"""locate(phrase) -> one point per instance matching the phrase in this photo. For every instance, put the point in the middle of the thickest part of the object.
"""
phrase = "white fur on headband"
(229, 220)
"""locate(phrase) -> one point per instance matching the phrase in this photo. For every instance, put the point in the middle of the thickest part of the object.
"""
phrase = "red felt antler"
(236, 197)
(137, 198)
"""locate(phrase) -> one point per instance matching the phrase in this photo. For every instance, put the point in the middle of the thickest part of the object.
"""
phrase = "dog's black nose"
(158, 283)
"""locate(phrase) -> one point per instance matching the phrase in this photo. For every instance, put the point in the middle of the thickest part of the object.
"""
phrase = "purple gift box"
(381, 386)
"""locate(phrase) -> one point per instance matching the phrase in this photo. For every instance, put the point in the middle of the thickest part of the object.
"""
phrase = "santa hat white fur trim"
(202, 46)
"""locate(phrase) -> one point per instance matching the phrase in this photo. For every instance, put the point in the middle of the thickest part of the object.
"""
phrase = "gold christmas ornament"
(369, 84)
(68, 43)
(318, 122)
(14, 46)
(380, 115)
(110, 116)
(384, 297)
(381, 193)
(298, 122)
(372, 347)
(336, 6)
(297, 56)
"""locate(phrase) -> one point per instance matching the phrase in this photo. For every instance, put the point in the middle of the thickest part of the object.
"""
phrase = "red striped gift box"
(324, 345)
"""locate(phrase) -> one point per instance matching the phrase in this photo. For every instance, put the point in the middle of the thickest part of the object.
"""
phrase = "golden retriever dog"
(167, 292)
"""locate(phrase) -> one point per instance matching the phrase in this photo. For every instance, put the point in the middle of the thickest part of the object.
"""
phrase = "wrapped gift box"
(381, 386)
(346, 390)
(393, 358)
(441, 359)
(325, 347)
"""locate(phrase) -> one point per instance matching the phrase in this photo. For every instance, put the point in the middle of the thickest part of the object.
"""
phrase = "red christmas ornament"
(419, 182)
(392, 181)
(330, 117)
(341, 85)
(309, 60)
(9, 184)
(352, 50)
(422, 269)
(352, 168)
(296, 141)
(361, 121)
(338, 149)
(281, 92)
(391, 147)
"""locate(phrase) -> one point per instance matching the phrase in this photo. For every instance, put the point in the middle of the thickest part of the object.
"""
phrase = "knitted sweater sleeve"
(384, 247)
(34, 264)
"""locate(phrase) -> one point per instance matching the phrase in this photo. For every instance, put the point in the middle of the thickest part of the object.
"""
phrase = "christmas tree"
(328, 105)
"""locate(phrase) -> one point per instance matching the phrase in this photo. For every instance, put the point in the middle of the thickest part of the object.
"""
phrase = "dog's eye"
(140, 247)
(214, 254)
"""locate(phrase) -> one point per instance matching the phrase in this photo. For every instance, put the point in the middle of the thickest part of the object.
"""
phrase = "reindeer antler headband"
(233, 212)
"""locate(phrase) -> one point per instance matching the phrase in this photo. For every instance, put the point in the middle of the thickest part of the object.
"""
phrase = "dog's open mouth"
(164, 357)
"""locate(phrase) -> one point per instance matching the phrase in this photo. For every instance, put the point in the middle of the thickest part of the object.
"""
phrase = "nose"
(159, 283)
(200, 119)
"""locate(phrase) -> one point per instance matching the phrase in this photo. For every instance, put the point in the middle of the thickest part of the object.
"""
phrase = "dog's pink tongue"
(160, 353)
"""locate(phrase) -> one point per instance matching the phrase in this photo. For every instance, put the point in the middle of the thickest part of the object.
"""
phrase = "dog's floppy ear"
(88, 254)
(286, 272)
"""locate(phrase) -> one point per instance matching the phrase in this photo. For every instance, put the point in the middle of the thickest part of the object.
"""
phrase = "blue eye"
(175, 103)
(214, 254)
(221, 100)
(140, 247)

= = = = =

◆ TASK REQUIREMENTS: All records shown above are to be repeated exactly.

◆ SOLUTION TO THE EXERCISE:
"""locate(phrase) -> one point per instance matching the phrase in this photo. For every instance, put the point in the middle of the thickest part of the object.
"""
phrase = "white fur on headband"
(229, 220)
"""locate(phrase) -> one point per instance matching the phrase in this photo. For every instance, put the point in the middle of the thickest part of the object.
"""
phrase = "red felt antler"
(236, 197)
(137, 198)
"""locate(phrase) -> one point per instance matching the phrase in this photo. For every instance, put the point in the middle of the thickest part of the object.
"""
phrase = "dog's black nose"
(158, 283)
"""locate(phrase) -> one point per instance matching the phrase in this photo. For every instance, put the point in the middle of the thickest part of the object.
"""
phrase = "purple gift box"
(381, 386)
"""locate(phrase) -> one point per instance matching the phrase in this photo. For every instance, put the point in the middle of the thickest part of the object.
"""
phrase = "santa hat white fur trim"
(202, 46)
"""locate(phrase) -> one point per instance matching the phrase in this photo. For every instance, put the point in the middle of the thickest part of the object.
"""
phrase = "gold christmas ornament"
(369, 84)
(68, 43)
(318, 122)
(14, 46)
(380, 115)
(110, 116)
(384, 297)
(381, 193)
(298, 122)
(372, 347)
(336, 6)
(297, 56)
"""locate(phrase) -> one point per instance matching the phrase in this photo. For every instance, put the point in the middle of the thickest part of the object.
"""
phrase = "red striped gift box"
(324, 345)
"""locate(phrase) -> one point per instance matching the phrase in this photo. For every instance, put the point in the middle of the thickest part of the object.
"""
phrase = "golden retriever dog"
(167, 292)
"""locate(phrase) -> one point per instance matching the phrase in this photo. For every instance, put the point in the middle of the thickest part of the object.
"""
phrase = "wrapped gift box"
(381, 386)
(346, 390)
(393, 358)
(441, 359)
(325, 347)
"""locate(phrase) -> one point per instance matching the phrase in this photo. For every instance, put the point in the middle of the thickest part of the object.
"""
phrase = "red christmas ornament"
(419, 182)
(392, 181)
(330, 117)
(341, 85)
(309, 60)
(9, 184)
(352, 50)
(422, 269)
(352, 168)
(296, 141)
(361, 121)
(338, 149)
(281, 92)
(391, 147)
"""locate(phrase) -> one point per instance matching the phrase in this photo. For every instance, put the point in the middle of the thickest part of the object.
"""
phrase = "knitted sweater sleeve"
(384, 247)
(34, 264)
"""locate(phrase) -> one point per instance matching the phrase in this photo. For every instance, put the point in the middle of the thickest part of the object.
"""
phrase = "christmas tree"
(328, 105)
"""locate(phrase) -> one point per instance matching the phrase in this photo. For every instance, put the point in the middle of the thickest part of the object.
"""
phrase = "dog's eye"
(140, 247)
(214, 254)
"""locate(phrase) -> one point per instance matching the phrase in this photo. For every instance, put the point in the middle of the thickest part of the object.
"""
phrase = "reindeer antler headband"
(233, 212)
"""locate(phrase) -> one point per instance matching the phrase in this photo. For every instance, put the point in the middle of the thickest part of the object.
"""
phrase = "dog's open mouth"
(164, 357)
"""locate(phrase) -> one point per instance matching the phrase in this photo. For every instance, put the point in the middle of the thickest part of the object.
"""
phrase = "nose"
(159, 283)
(200, 119)
"""locate(phrase) -> one point per instance matching the phrase in this photo. For every instance, put the point in the middle of the thickest part of the object.
"""
phrase = "dog's pink tongue"
(160, 353)
"""locate(phrase) -> one point per instance matching the phrase in this photo. For every instance, put the point in the middle of the thickest part of the object.
"""
phrase = "dog's floppy ear"
(88, 254)
(286, 272)
"""locate(phrase) -> one point per instance matching the phrase in this photo. For every instance, put the point in the middle of the thickest part of the object.
"""
phrase = "blue eye"
(175, 103)
(214, 254)
(221, 100)
(140, 247)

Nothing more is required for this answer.